◆ **YOUR GOAL**
Write out the passage of the Navajo Nation minimum wage article word for word, starting with "The President said" and going on through "in January 2025.".

=== SUPPLIED TEXT ===

WINDOW ROCK – Navajo Nation President Buu Nygren and Division of Human Resources Director Reycita Toddy announced May 26 the implementation of a $14.70 per hour wage minimum wage for all Navajo Nation offices.
“Our chapter houses are at the heart of delivering services to the Navajo Nation,” President Buu Nygren said. “Yet many employees continue to try to make a living on a minimum wage of $7.25. No one can do that. That federal minimum rate keeps our families below the poverty line, and that’s wrong.”
The President said a minimum pay raise was long overdue that the Navajo Nation gets its budgets to reflect competitive wages. Without better pay for the Nation’s minimum wage jobs to fill open positions, it will similarly be unable to attract police officers, EMTs, office staff, lawyers, engineers, biologists, accountants and the numerous educated professionals who can move critical projects forward faster and more efficiently.
As soon as he entered office in 2023, President Nygren initiated the Navajo Nation Compensation Study. The Division of Human Resources contracted REDW, a nationally recognized compensation consulting firm. REDW completed the compensation study in January 2025.
REDW compared Navajo Nation positions with comparable local and regional market positions to ensure competitive salaries, address pay inequities and to improve recruitment and employee retention. Its objective was to analyze data to make the Navajo Nation a leading employer for Navajo Nation workers and professionals.
“More than 1,200 personnel action forms have already been processed under the new salary schedules,” Director Toddy said. “For years, our employees voiced serious and often emotional concerns about low their pay was. My staff deals with the daily difficulty of retaining qualified workers. They’re the first to tell me that the wages we pay our people needs to reflect increased costs of everything we all buy.”
The study is the first step to address income inequalities for Navajo Nation residents who are now facing disproportionately higher gas and diesel prices at the pump, inflated food costs at the supermarket, and higher bills for everything because of their remote locations.

=== DATASET EXTRACT ===

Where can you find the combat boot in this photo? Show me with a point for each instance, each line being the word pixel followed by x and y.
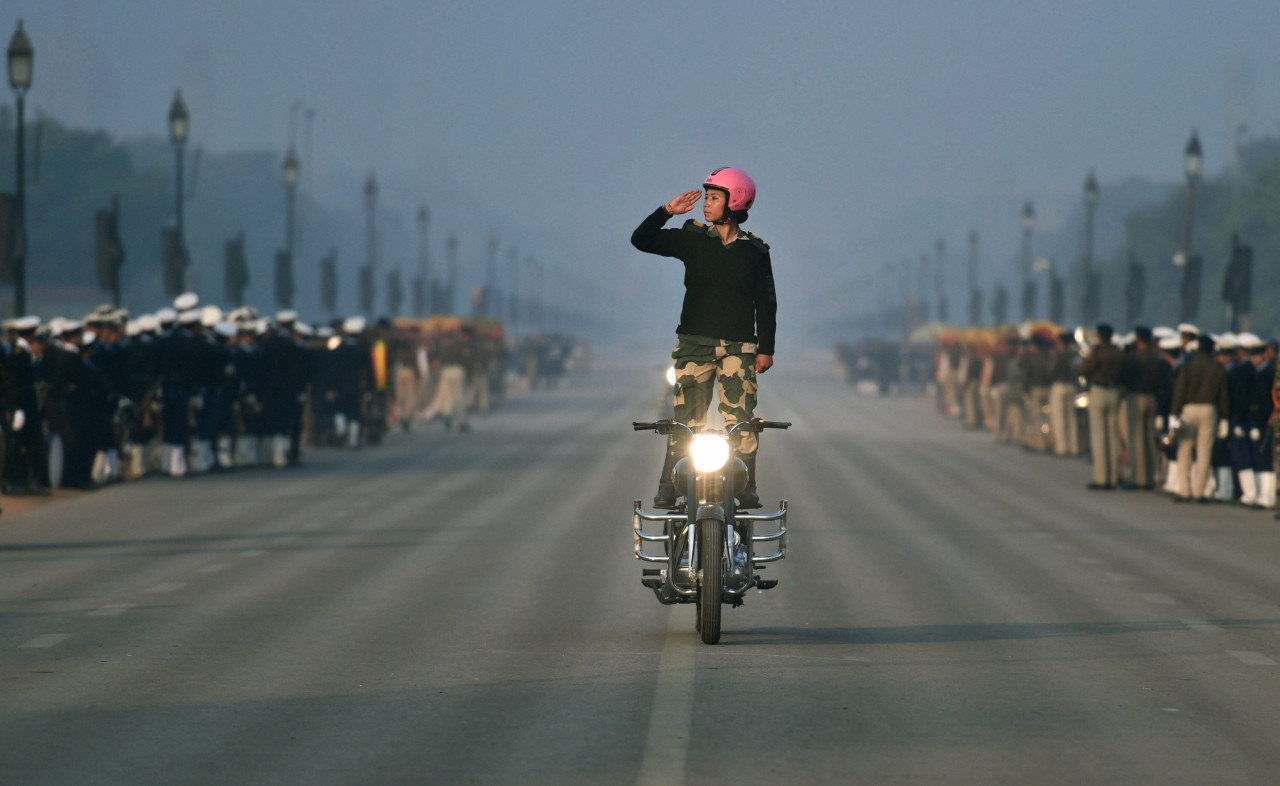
pixel 666 496
pixel 746 496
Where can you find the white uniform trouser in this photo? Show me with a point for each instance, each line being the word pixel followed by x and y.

===

◆ **WRITTEN REPLY**
The President said a minimum pay raise was long overdue that the Navajo Nation gets its budgets to reflect competitive wages. Without better pay for the Nation’s minimum wage jobs to fill open positions, it will similarly be unable to attract police officers, EMTs, office staff, lawyers, engineers, biologists, accountants and the numerous educated professionals who can move critical projects forward faster and more efficiently.
As soon as he entered office in 2023, President Nygren initiated the Navajo Nation Compensation Study. The Division of Human Resources contracted REDW, a nationally recognized compensation consulting firm. REDW completed the compensation study in January 2025.